**EXERCISE BRIEF:** Transcribe the rest of the listing below, starting with the line that contains "beige wall in the photo above." and ending with the last line, exactly as written.

**EXERCISE DATA:**
┏━━

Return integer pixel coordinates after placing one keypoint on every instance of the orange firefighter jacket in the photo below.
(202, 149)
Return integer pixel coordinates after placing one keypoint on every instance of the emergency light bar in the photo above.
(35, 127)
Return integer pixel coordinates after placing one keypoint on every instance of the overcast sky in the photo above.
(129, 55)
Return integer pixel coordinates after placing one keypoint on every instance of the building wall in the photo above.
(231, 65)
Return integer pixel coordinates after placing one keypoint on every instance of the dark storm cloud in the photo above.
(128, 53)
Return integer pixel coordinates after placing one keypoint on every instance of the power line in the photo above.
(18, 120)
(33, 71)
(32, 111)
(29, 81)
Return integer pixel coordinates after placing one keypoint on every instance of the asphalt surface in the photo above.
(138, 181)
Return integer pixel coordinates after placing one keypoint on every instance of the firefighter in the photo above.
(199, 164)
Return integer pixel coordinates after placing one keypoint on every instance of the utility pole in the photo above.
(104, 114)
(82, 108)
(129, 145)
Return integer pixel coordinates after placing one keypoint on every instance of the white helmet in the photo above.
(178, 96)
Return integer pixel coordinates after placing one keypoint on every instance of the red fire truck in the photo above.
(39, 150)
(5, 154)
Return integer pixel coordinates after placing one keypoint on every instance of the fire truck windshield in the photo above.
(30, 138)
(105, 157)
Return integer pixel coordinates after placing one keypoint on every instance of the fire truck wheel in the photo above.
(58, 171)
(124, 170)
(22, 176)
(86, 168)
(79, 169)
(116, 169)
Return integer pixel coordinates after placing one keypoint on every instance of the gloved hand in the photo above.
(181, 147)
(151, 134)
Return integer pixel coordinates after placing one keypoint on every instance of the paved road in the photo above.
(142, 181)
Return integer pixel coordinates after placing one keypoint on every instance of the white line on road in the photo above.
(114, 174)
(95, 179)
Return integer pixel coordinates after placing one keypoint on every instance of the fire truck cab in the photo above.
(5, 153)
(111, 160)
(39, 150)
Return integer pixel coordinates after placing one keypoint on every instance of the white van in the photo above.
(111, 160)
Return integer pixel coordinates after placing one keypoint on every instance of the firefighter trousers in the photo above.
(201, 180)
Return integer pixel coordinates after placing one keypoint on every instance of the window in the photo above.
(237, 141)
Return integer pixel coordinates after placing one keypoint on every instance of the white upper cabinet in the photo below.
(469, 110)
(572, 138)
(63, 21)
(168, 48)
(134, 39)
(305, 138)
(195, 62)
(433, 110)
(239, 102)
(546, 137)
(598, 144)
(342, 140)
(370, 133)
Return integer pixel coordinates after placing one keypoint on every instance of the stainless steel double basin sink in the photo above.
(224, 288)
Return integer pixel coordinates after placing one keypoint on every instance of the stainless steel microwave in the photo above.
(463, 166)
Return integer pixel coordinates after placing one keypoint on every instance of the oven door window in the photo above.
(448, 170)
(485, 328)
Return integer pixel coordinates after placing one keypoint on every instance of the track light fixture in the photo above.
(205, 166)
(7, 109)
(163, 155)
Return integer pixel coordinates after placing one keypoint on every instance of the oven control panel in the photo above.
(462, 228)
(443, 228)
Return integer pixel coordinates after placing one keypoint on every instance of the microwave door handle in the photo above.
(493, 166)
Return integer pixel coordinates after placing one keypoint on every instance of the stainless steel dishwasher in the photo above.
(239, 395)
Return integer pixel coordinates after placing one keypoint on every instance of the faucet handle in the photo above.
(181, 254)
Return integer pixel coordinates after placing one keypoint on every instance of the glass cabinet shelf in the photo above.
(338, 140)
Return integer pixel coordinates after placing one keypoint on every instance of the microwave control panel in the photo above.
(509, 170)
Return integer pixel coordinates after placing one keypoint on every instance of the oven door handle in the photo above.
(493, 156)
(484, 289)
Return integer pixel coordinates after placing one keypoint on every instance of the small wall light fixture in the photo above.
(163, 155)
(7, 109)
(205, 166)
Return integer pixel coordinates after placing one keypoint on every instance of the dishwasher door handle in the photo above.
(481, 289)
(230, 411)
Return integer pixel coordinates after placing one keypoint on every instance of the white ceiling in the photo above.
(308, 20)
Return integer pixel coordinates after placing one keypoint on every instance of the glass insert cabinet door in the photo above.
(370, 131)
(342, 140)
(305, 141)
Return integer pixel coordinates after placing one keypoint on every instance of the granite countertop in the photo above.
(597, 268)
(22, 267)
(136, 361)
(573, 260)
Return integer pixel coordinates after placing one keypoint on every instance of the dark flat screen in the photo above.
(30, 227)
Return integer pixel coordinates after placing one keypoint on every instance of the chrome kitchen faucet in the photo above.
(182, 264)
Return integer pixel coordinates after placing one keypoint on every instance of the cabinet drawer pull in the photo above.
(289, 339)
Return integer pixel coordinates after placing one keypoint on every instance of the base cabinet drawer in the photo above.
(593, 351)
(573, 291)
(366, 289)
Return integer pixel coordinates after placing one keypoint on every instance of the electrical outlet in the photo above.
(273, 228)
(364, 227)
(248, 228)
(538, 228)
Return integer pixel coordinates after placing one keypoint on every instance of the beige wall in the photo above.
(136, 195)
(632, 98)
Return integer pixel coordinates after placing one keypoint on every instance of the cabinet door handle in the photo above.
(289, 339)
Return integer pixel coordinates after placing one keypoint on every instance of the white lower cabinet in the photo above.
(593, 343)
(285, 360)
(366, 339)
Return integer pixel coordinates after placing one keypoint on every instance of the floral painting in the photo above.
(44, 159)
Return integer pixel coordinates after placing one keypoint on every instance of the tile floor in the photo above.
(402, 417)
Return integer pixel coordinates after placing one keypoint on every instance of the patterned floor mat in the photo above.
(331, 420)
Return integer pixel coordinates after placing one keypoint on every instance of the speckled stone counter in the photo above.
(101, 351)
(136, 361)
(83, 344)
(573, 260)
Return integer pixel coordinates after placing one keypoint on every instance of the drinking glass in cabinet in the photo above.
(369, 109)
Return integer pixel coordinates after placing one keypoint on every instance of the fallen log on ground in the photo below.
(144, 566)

┗━━

**RESULT BELOW:**
Return integer pixel coordinates after placing one keypoint on every instance of the beige wall in the photo above.
(136, 195)
(632, 98)
Return integer pixel coordinates after placing one keypoint on every instance of the cabinet door handle in the photo above.
(289, 339)
Return integer pixel coordinates after placing one keypoint on every instance of the white lower cabinet in the photo above.
(593, 343)
(285, 360)
(366, 339)
Return integer pixel coordinates after placing one keypoint on every instance of the floral painting in the photo above.
(44, 159)
Return integer pixel coordinates after placing one keypoint on every instance of the tile floor in the photo above.
(402, 417)
Return integer pixel coordinates after placing one keypoint on every instance of the patterned floor mat in the photo above.
(331, 420)
Return integer pixel coordinates after placing one keypoint on every instance of the speckled stone counter in the photo above.
(101, 351)
(136, 361)
(83, 344)
(573, 260)
Return integer pixel coordinates after placing one keypoint on every instance of the drinking glass in cabinet in the photo above.
(369, 109)
Return integer pixel coordinates after placing one keypoint on every instance of the fallen log on ground in the photo below.
(144, 566)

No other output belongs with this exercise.